## Direction
Copy each of the following lines word for word.

## Input rows
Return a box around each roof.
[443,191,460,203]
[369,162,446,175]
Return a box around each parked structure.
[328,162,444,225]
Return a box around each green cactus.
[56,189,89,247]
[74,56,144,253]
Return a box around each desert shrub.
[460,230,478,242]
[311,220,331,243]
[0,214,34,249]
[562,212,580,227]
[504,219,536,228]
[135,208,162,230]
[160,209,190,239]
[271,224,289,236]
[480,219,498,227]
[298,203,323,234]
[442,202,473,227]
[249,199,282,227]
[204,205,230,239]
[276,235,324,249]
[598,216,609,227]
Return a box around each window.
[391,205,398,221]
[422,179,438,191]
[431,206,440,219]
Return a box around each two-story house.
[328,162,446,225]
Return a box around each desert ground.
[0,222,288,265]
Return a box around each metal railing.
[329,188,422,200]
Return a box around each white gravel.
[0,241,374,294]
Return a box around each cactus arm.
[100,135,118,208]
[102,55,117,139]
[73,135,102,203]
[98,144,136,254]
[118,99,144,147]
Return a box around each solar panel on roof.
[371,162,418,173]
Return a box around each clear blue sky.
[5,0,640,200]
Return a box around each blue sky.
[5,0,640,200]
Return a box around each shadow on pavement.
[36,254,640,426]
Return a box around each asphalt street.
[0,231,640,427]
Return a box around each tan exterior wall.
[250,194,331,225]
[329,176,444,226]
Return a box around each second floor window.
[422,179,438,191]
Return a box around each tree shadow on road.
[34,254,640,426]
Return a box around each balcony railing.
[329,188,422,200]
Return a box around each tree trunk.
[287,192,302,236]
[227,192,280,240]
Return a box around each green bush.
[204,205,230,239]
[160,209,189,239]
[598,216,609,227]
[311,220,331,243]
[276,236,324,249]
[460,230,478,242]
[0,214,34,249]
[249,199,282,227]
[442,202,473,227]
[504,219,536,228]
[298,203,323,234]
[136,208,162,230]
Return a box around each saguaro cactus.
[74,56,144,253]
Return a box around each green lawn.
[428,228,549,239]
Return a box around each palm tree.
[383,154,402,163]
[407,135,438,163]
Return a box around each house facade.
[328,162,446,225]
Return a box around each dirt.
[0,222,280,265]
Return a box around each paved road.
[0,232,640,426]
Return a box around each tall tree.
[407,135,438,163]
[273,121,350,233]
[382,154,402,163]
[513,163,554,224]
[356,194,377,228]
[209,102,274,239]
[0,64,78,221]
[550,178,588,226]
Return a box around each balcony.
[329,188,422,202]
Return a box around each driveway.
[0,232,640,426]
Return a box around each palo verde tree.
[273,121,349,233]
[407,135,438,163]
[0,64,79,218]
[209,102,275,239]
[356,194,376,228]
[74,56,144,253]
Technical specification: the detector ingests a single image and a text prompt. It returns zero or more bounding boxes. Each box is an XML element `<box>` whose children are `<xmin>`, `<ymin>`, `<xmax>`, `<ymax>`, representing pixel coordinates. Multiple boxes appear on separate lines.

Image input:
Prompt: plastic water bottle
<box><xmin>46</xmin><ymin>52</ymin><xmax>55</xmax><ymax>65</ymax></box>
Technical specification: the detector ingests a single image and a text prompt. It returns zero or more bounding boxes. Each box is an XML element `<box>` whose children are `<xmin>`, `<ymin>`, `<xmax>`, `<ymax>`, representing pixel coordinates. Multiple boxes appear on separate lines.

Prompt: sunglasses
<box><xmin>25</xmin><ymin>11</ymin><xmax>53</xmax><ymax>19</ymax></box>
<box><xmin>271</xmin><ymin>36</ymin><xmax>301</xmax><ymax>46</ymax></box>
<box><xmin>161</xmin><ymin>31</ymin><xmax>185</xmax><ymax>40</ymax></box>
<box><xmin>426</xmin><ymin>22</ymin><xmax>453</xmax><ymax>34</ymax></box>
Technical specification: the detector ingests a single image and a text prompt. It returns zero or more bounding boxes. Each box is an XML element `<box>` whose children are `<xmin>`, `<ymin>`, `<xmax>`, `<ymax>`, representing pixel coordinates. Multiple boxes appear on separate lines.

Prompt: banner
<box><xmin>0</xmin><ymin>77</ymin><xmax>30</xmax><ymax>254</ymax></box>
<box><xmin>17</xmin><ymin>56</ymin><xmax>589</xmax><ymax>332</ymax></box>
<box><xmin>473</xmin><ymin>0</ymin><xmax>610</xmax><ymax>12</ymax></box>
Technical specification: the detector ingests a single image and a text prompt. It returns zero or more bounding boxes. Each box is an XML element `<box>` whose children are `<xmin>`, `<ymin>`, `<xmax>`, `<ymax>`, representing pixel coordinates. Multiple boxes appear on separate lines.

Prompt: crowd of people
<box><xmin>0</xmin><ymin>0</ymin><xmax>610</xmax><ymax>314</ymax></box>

## Finished exercise
Return a box around each roof.
[443,191,460,203]
[369,162,446,175]
Return a box around each parked structure.
[328,162,444,225]
Return a box around each green cactus.
[56,189,89,247]
[74,56,144,253]
Return a box around each desert shrub.
[460,230,478,242]
[311,220,331,243]
[0,214,34,249]
[562,212,580,227]
[504,219,536,228]
[135,208,162,230]
[160,209,190,239]
[271,224,289,236]
[480,219,498,227]
[298,203,323,234]
[442,202,473,227]
[249,199,282,227]
[204,205,230,239]
[276,235,324,249]
[598,216,609,227]
Return a box around each window.
[391,205,398,221]
[422,179,438,191]
[431,206,440,219]
Return a box around each two-story house.
[328,162,446,225]
Return a box around each desert ground.
[0,222,288,265]
Return a box around each metal railing.
[329,188,422,200]
Return a box around each white gravel.
[0,241,374,294]
Return a box around each cactus arm.
[100,135,118,208]
[102,55,117,139]
[73,135,102,203]
[98,144,136,254]
[118,99,144,147]
Return a box around each solar panel on roof.
[371,162,418,173]
Return a box around each clear blue sky.
[5,0,640,200]
Return a box around each blue sky.
[5,0,640,200]
Return a box around each shadow on pavement.
[36,254,640,426]
Return a box around each asphalt street.
[0,231,640,427]
Return a box around each tan exterior wall.
[250,194,331,225]
[329,176,444,226]
Return a box around each second floor window.
[422,179,438,191]
Return a box around each tree shadow on road.
[34,254,640,426]
Return a box around each balcony railing.
[329,188,422,200]
Return a box around each tree trunk.
[287,192,302,236]
[227,192,280,240]
Return a box around each green bush.
[204,205,230,239]
[160,209,189,239]
[598,216,609,227]
[311,220,331,243]
[276,236,324,249]
[460,230,478,242]
[0,214,34,249]
[249,199,282,227]
[442,202,473,227]
[504,219,536,228]
[298,203,323,234]
[136,208,162,230]
Return a box around each saguaro cactus.
[74,56,144,253]
Return a box around each green lawn.
[428,228,549,239]
Return a box around each palm tree.
[383,154,402,163]
[407,135,438,163]
Return a box around each house facade.
[328,162,446,225]
Return a box around each dirt.
[0,222,280,265]
Return a box around each paved road.
[0,232,640,426]
Return a box around each tall tree.
[407,135,438,163]
[273,121,350,233]
[382,154,402,163]
[513,163,554,224]
[356,194,377,228]
[209,102,274,239]
[0,64,78,221]
[550,178,588,226]
Return a box around each balcony.
[329,188,422,202]
Return a box around each driveway.
[0,232,640,426]
Return a box around each palo verde tree.
[273,121,349,233]
[407,135,438,163]
[0,64,79,218]
[209,102,275,239]
[356,194,376,228]
[74,56,144,253]
Technical specification: the detector ingests a single image and a text prompt. It returns zero or more bounding boxes. Each box is an XML element `<box>` whose children are `<xmin>`, `<ymin>`, `<xmax>`, `<ymax>`, representing pixel coordinates. Multiple boxes appear on separate lines.

Image input:
Prompt: plastic water bottle
<box><xmin>46</xmin><ymin>52</ymin><xmax>55</xmax><ymax>65</ymax></box>
Technical specification: the detector ingests a single image and a text prompt. It returns zero or more bounding boxes. Each box is an XML element `<box>` whose children are `<xmin>`, `<ymin>`, `<xmax>`, `<ymax>`, representing pixel coordinates. Multiple boxes appear on separate lines.

Prompt: sunglasses
<box><xmin>25</xmin><ymin>11</ymin><xmax>53</xmax><ymax>19</ymax></box>
<box><xmin>271</xmin><ymin>36</ymin><xmax>301</xmax><ymax>46</ymax></box>
<box><xmin>161</xmin><ymin>31</ymin><xmax>185</xmax><ymax>40</ymax></box>
<box><xmin>426</xmin><ymin>22</ymin><xmax>453</xmax><ymax>34</ymax></box>
Technical specification: the detector ingests a single image and a text prompt. It returns zero or more bounding boxes. Each box is an XML element `<box>` whose children are `<xmin>`, `<ymin>`, `<xmax>`, `<ymax>`, representing pixel coordinates. Multiple boxes appear on separate lines.

Prompt: banner
<box><xmin>0</xmin><ymin>77</ymin><xmax>30</xmax><ymax>254</ymax></box>
<box><xmin>17</xmin><ymin>56</ymin><xmax>589</xmax><ymax>332</ymax></box>
<box><xmin>473</xmin><ymin>0</ymin><xmax>610</xmax><ymax>12</ymax></box>
Technical specification: the detector ingests a single image and a text prompt. It returns zero or more bounding boxes. Each box is an XML element `<box>` whose children are `<xmin>`, `<ymin>`, `<xmax>`, `<ymax>`, representing pixel coordinates. Multiple boxes appear on separate lines.

Prompt: crowd of people
<box><xmin>0</xmin><ymin>0</ymin><xmax>610</xmax><ymax>314</ymax></box>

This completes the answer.